◆ O que se pede ◆
Transcreva na íntegra o texto de leitura abaixo, sem qualquer alteração.

Não te quero bem mal
sei que és sábio estou de olho em ti
e sou ninho
de ti que me saboreias
e depois cospes o caroço»

Chandra Livia Candiani, Fatti vivo

As formas de conflito são muitas. Cada época acrescenta novas, deixando inalteradas as recebidas em herança. Também a Bíblia conhece diversas. O conflito entre Caim e Abel, onde uma frustração vertical (entre Caim e Deus, que recusava as suas ofertas) se torna violência horizontal (contra Abel). O conflito entre os irmãos mais velhos e José, onde a inveja produz a eliminação do invejado, vendido aos cameleiros em viagem para o Egipto. Aquele entre Abraão e o seu sobrinho Lot, devido à abundância de recursos num espaço comum muito pequeno, que é resolvido por separação, graças à generosidade de Abraão que deixa a Lot a escolha da terra («Se fores para a esquerda, irei para a direita; se fores para a direita, irei para a esquerda»: Génesis 13, 9).

◆ Dados fornecidos ◆
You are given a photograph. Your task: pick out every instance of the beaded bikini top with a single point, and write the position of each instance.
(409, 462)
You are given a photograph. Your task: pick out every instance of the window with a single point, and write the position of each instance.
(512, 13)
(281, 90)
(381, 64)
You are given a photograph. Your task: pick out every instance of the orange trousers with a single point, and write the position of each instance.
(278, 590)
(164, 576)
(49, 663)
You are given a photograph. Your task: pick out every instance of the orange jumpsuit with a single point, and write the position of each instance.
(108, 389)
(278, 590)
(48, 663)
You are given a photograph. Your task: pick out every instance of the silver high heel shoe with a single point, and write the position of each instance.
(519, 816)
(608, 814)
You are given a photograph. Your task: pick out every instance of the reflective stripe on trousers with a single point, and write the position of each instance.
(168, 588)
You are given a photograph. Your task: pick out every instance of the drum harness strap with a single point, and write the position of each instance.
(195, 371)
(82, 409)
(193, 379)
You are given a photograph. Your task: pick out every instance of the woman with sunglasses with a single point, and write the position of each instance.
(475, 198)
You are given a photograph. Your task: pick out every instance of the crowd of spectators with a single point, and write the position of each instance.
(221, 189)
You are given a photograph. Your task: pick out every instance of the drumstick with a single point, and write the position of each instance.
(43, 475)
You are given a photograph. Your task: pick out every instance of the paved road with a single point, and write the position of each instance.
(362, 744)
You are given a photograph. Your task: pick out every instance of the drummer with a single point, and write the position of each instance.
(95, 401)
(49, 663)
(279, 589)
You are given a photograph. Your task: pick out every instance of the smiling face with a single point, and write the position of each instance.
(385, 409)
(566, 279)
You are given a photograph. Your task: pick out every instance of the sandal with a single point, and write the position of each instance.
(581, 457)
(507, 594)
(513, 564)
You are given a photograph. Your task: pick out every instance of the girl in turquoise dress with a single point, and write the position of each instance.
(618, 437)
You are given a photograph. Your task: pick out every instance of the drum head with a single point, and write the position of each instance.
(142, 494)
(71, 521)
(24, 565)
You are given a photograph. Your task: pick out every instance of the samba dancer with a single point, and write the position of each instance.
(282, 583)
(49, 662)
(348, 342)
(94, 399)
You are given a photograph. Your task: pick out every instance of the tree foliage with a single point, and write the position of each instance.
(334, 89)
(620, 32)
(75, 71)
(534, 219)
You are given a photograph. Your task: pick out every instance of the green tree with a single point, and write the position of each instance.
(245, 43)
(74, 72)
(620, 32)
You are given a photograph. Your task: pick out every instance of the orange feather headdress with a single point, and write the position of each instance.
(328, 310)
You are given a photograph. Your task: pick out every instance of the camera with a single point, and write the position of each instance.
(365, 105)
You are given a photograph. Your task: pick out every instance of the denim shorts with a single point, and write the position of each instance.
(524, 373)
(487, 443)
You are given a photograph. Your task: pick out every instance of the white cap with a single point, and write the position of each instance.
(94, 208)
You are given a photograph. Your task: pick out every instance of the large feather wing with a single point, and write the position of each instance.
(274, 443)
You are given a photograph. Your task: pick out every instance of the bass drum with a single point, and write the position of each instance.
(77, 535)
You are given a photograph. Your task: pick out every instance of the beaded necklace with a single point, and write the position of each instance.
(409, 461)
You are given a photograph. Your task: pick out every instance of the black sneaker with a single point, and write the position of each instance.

◆ Resultado do exercício ◆
Não te quero bem mal
sei que és sábio estou de olho em ti
e sou ninho
de ti que me saboreias
e depois cospes o caroço»

Chandra Livia Candiani, Fatti vivo

As formas de conflito são muitas. Cada época acrescenta novas, deixando inalteradas as recebidas em herança. Também a Bíblia conhece diversas. O conflito entre Caim e Abel, onde uma frustração vertical (entre Caim e Deus, que recusava as suas ofertas) se torna violência horizontal (contra Abel). O conflito entre os irmãos mais velhos e José, onde a inveja produz a eliminação do invejado, vendido aos cameleiros em viagem para o Egipto. Aquele entre Abraão e o seu sobrinho Lot, devido à abundância de recursos num espaço comum muito pequeno, que é resolvido por separação, graças à generosidade de Abraão que deixa a Lot a escolha da terra («Se fores para a esquerda, irei para a direita; se fores para a direita, irei para a esquerda»: Génesis 13, 9).